DATA SECTION below:
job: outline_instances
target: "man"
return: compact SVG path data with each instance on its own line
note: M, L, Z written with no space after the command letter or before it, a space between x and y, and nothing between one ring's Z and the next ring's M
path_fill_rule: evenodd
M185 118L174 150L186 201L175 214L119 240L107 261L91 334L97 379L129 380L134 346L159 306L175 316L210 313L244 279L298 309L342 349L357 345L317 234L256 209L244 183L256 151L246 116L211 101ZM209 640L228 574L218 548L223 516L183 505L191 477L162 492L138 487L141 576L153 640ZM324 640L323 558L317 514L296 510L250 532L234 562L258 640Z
End of DATA SECTION.
◆ EXERCISE DETAILS ◆
Having found the line with "note: M, L, Z" in the listing above, transcribe it and every line after it to the end, exactly, with no additions.

◆ SOLUTION TO THIS TASK ◆
note: M, L, Z written with no space after the command letter or before it, a space between x and y, and nothing between one ring's Z and the next ring's M
path_fill_rule: evenodd
M185 118L174 150L186 201L175 214L119 240L107 261L91 334L97 379L129 380L134 346L159 306L175 316L210 313L244 279L298 309L342 349L357 345L317 234L256 209L244 183L256 151L246 116L211 101ZM209 640L228 574L218 548L223 516L183 505L191 477L162 492L138 487L141 576L153 640ZM324 640L323 558L317 514L296 510L250 532L234 562L258 640Z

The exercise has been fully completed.